> [ASSIGNMENT] Having located "One point lands on each instance of the silhouetted" in the records below, repeat exactly the line it is on and all subsequent lines, ending with the last.

> [MATERIAL SHOWN]
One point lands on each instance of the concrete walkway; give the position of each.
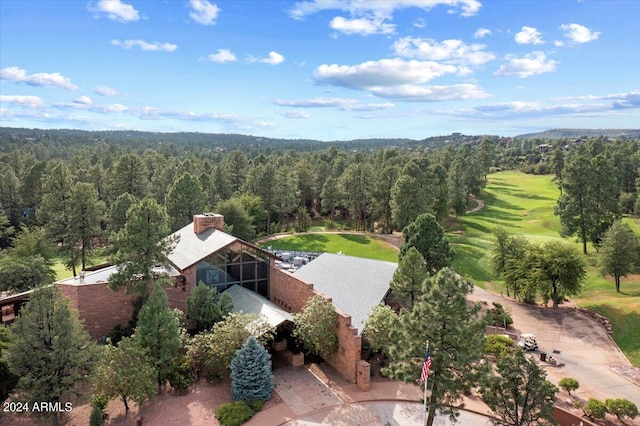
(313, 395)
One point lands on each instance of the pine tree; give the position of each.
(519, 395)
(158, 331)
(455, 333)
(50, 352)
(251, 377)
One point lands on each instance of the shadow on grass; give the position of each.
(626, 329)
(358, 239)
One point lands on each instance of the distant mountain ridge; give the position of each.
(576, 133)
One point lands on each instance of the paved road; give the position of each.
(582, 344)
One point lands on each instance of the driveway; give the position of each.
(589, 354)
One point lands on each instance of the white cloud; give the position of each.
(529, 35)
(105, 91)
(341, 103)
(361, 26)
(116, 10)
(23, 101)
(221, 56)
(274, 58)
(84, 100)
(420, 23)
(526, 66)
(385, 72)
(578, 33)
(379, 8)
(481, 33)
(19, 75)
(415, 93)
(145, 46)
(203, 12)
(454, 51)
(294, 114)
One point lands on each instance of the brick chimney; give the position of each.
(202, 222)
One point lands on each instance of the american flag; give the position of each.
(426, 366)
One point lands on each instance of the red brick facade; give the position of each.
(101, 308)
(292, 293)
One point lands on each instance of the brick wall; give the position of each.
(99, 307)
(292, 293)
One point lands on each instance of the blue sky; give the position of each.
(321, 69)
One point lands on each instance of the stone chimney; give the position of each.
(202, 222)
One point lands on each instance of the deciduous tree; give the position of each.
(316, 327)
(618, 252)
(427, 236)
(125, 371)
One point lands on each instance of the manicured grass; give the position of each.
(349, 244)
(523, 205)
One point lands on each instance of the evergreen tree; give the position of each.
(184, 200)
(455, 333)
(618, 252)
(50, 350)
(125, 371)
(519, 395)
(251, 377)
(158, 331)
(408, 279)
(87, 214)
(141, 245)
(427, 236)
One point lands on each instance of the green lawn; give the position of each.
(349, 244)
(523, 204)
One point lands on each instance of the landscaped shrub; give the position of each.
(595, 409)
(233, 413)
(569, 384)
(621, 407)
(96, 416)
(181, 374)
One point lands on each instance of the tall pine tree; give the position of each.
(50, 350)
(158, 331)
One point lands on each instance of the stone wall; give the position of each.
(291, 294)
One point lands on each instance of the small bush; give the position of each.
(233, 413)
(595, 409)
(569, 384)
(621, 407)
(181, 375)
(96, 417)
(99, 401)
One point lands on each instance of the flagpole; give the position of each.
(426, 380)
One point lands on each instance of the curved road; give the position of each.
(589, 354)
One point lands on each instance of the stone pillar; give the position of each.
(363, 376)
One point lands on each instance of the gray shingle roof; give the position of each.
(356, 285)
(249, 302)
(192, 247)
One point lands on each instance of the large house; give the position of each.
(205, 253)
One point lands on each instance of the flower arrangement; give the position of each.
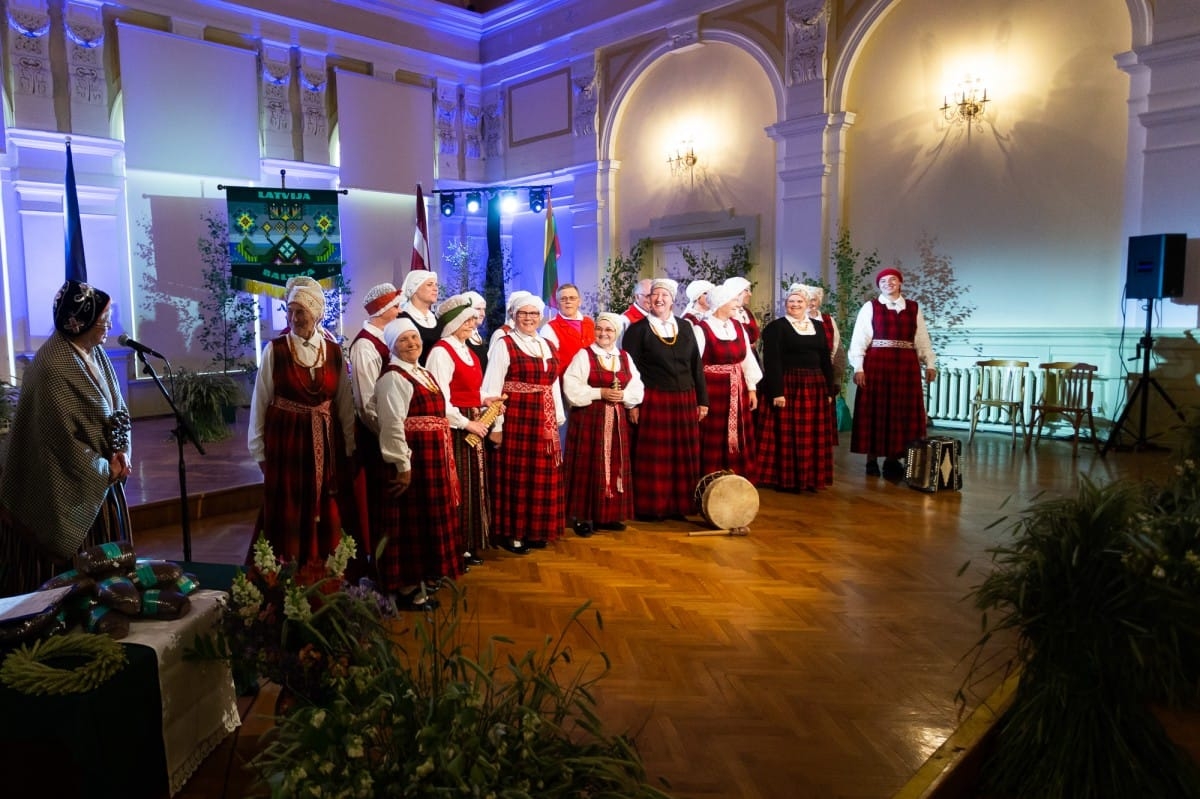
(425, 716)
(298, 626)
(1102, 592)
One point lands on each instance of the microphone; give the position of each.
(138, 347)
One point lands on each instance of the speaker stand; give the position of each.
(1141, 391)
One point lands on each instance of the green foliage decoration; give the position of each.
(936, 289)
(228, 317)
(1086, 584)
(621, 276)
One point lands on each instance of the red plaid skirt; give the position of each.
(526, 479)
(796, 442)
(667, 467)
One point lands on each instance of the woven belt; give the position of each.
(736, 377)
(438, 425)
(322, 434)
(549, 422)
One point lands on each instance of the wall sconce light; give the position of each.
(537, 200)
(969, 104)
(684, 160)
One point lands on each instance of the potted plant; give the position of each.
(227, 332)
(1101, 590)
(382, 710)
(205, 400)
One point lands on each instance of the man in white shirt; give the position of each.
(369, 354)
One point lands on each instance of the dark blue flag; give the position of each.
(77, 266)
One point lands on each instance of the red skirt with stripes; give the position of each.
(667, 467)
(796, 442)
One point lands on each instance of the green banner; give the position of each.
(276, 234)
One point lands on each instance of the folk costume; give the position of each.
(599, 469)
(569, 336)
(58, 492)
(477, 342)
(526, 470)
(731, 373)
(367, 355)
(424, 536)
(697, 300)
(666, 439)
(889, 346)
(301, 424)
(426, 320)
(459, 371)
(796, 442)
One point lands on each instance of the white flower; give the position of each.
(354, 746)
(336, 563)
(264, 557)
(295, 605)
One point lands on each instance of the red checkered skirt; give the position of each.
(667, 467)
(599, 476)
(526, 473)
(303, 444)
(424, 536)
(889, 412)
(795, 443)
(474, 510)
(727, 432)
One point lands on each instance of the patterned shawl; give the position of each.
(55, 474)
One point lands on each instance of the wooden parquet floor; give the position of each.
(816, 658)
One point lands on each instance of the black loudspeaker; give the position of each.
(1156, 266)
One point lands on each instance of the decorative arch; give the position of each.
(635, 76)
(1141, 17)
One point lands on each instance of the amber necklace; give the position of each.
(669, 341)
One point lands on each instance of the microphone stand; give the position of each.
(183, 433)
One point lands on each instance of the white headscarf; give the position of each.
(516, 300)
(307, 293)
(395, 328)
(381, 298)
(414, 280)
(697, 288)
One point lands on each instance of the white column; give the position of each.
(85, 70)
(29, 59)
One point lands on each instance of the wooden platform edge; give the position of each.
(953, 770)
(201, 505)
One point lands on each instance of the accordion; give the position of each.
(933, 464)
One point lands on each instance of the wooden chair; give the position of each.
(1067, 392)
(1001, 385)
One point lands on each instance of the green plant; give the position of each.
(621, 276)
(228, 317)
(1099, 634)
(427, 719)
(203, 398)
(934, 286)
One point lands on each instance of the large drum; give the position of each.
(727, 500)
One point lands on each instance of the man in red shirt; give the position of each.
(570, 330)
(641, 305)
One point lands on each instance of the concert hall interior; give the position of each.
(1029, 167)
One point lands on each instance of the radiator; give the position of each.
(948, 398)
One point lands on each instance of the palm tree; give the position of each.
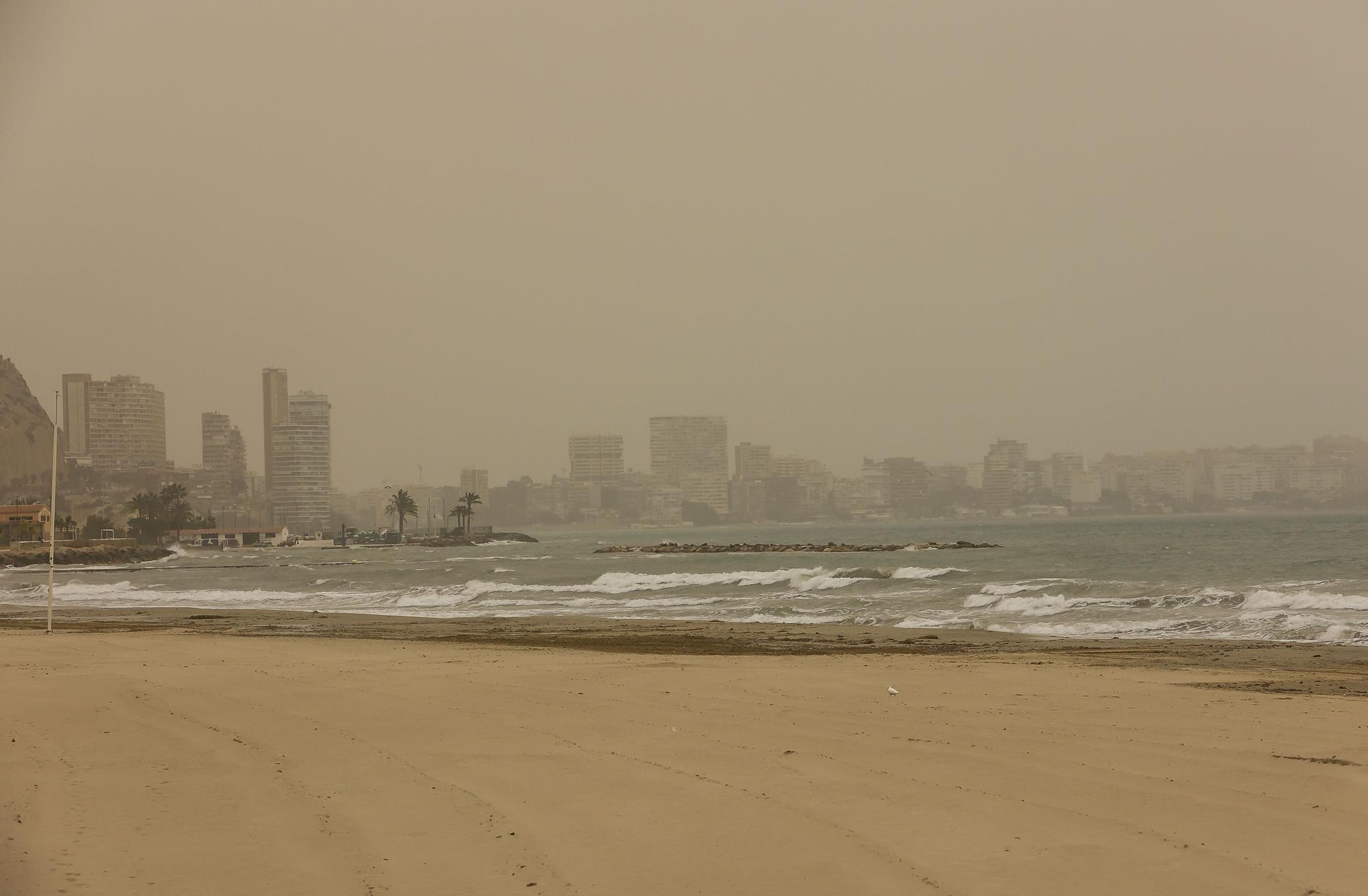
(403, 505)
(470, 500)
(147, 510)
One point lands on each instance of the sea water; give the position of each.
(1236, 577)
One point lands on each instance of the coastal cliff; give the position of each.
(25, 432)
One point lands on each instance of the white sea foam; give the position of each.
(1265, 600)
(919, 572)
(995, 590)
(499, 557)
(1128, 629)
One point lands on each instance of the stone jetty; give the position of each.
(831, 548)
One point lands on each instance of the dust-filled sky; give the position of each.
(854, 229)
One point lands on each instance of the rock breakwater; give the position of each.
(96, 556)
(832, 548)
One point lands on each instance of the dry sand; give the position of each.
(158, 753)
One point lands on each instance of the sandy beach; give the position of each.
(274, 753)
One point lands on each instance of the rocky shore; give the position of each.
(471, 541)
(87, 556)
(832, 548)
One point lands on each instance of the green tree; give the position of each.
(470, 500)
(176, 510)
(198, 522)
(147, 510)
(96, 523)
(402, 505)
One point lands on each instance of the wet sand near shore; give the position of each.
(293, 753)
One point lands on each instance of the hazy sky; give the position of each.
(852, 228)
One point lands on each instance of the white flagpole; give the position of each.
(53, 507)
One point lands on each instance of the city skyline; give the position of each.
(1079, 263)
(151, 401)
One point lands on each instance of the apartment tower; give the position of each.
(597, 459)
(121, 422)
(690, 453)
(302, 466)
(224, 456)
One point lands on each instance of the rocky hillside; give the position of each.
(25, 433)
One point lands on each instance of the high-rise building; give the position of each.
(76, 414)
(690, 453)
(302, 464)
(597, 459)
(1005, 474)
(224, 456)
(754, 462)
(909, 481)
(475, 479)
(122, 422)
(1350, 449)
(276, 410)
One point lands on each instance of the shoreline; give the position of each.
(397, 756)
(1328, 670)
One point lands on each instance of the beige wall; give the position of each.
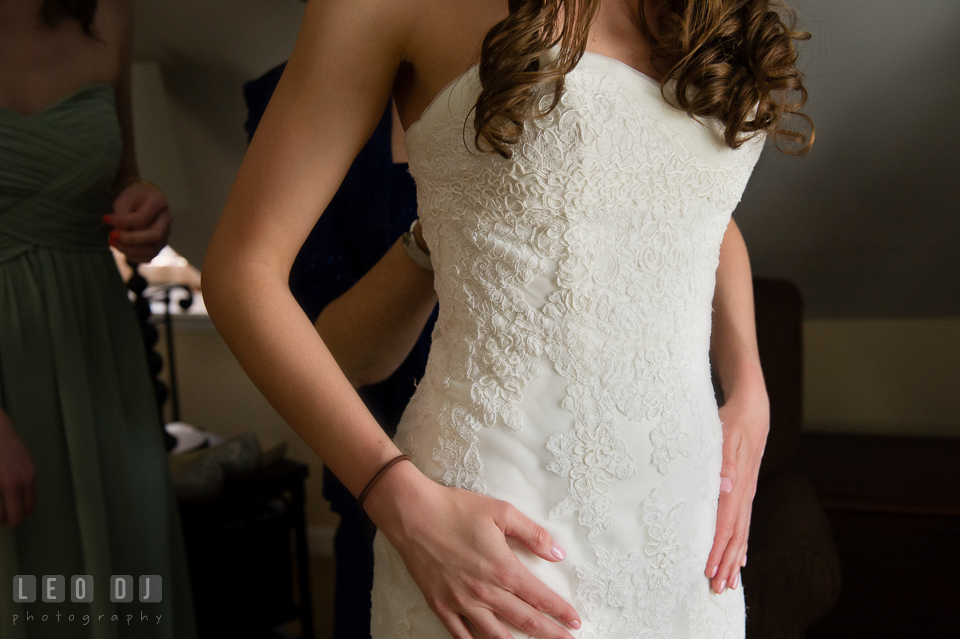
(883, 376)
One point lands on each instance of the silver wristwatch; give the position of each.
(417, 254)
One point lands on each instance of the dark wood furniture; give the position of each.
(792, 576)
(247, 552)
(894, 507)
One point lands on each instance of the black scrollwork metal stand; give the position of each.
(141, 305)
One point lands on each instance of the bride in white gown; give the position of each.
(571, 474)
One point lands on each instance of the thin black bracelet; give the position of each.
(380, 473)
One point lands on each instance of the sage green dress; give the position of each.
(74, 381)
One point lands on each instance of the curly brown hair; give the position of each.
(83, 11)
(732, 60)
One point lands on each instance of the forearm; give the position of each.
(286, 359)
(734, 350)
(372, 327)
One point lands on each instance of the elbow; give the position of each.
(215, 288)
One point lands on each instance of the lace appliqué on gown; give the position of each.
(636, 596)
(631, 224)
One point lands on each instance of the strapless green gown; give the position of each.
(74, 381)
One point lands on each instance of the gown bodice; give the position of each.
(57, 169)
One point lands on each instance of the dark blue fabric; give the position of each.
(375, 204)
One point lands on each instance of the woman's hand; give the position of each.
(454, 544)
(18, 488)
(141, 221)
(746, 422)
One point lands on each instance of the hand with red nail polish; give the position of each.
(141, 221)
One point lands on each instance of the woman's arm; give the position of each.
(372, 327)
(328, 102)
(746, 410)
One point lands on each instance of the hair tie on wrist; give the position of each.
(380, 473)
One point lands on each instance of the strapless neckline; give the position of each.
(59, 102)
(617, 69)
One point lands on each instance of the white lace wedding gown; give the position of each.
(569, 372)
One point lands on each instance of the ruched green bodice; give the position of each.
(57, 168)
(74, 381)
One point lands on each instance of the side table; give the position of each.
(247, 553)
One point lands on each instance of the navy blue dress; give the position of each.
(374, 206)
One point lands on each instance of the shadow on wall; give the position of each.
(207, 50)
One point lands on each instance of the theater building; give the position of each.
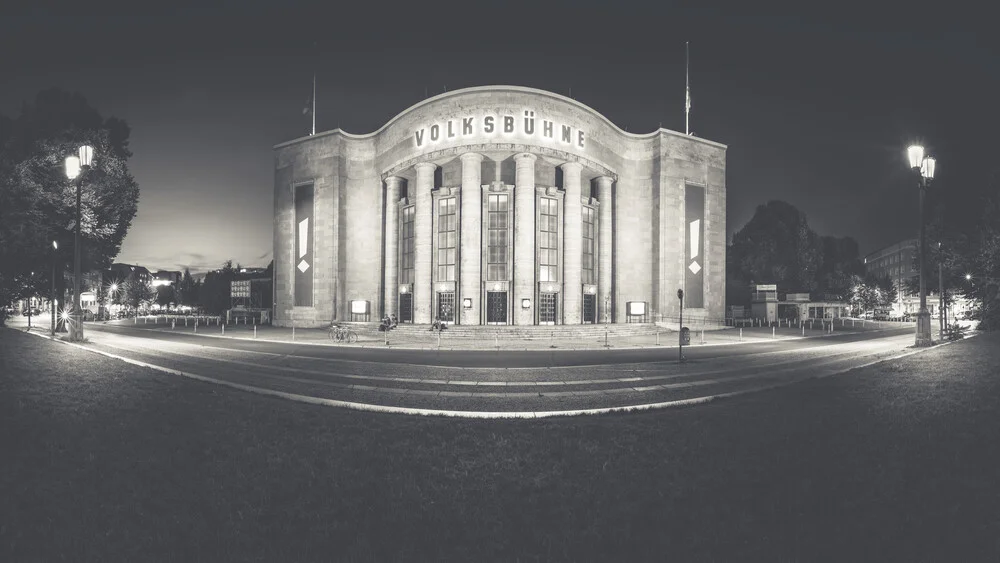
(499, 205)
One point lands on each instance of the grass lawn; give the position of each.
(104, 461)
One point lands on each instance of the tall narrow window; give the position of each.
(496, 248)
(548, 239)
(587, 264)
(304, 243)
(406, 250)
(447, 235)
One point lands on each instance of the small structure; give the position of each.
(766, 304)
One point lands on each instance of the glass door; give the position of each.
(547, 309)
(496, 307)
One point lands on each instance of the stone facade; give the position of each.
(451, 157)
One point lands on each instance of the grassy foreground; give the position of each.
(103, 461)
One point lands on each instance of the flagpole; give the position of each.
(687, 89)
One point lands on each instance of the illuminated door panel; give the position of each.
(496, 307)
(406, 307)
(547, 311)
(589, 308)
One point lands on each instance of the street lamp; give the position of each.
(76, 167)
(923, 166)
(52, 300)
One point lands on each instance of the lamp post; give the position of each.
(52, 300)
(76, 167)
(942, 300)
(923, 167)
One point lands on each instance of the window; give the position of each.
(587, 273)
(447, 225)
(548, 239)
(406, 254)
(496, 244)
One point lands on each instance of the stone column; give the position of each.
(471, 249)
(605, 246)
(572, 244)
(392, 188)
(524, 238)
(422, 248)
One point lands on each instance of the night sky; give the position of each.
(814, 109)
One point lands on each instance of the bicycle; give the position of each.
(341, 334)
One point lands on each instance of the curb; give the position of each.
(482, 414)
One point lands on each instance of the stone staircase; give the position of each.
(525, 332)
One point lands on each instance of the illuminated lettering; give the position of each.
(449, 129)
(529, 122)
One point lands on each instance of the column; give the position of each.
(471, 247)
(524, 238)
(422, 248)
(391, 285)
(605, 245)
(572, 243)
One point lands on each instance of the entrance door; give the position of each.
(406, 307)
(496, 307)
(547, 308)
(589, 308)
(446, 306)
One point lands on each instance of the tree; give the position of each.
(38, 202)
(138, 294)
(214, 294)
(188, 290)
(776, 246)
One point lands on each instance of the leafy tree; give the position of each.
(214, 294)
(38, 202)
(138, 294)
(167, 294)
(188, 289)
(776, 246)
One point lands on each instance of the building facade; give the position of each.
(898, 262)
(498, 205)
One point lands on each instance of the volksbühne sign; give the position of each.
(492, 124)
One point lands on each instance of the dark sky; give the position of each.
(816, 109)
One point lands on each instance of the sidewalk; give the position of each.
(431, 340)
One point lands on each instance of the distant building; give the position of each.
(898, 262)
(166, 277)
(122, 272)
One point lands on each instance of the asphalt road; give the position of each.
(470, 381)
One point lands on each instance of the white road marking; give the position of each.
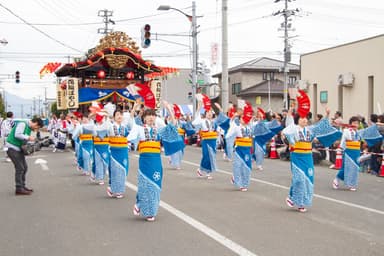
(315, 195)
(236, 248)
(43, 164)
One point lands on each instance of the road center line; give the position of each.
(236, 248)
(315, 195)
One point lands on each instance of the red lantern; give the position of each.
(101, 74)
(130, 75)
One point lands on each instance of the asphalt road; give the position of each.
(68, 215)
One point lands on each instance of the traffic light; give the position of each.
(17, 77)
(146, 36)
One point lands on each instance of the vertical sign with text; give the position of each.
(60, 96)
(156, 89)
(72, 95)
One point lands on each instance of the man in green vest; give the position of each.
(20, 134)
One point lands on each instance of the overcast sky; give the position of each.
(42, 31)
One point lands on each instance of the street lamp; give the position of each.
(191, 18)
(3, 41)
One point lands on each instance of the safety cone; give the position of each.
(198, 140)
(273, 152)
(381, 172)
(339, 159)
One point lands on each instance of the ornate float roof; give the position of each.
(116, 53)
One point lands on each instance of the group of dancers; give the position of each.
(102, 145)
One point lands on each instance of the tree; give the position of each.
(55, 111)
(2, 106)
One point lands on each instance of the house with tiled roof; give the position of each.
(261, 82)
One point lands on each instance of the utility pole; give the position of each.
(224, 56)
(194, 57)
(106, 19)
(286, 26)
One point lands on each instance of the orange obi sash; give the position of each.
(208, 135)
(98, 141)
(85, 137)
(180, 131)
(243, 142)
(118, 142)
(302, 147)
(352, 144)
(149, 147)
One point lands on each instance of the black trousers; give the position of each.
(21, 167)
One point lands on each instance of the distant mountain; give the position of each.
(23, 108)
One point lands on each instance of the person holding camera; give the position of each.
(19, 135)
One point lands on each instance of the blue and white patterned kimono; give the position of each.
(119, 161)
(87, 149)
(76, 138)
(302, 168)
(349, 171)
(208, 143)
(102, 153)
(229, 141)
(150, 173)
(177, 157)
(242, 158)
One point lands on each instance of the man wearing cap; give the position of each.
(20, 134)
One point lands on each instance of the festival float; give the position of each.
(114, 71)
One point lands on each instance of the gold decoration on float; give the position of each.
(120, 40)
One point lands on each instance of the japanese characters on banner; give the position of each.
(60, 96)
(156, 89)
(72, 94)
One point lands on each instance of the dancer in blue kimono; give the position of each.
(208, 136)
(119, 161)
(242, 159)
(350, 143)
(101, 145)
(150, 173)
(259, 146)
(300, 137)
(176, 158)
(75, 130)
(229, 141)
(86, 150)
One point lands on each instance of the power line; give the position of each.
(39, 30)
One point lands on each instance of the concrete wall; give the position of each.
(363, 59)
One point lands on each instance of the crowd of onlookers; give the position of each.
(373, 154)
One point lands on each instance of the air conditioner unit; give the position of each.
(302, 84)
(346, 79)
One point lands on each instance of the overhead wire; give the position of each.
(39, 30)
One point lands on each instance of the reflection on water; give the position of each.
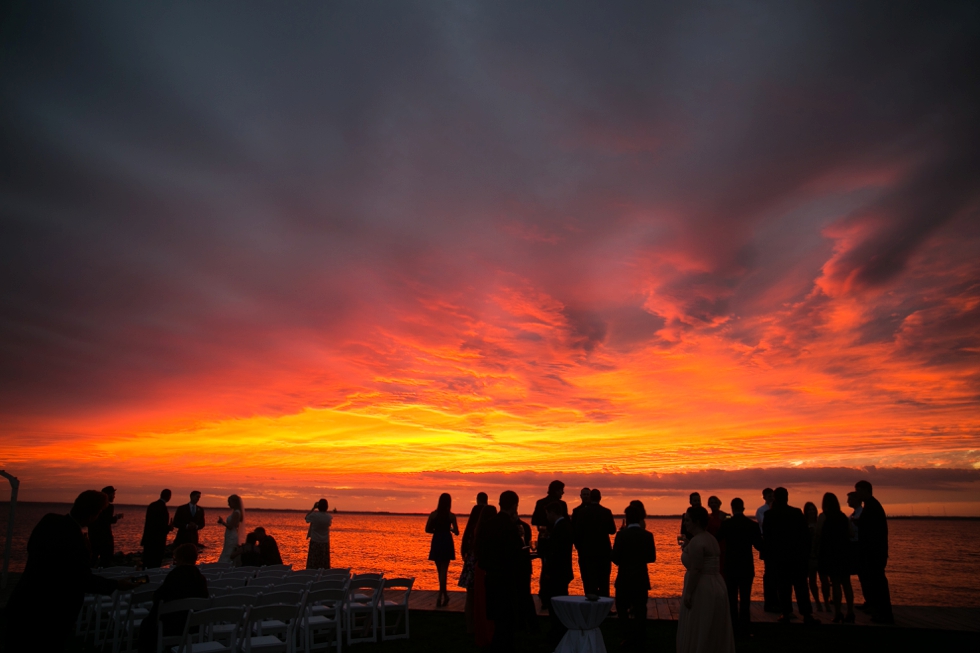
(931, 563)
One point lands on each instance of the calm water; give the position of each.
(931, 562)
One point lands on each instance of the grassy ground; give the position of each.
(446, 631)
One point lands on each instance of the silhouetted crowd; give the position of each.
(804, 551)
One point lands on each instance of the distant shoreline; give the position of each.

> [TASK RESULT]
One point lands on each instance of the silhouetted crowd; give the position of each.
(804, 551)
One point lands on each instance of the distant shoreline; give the position of each.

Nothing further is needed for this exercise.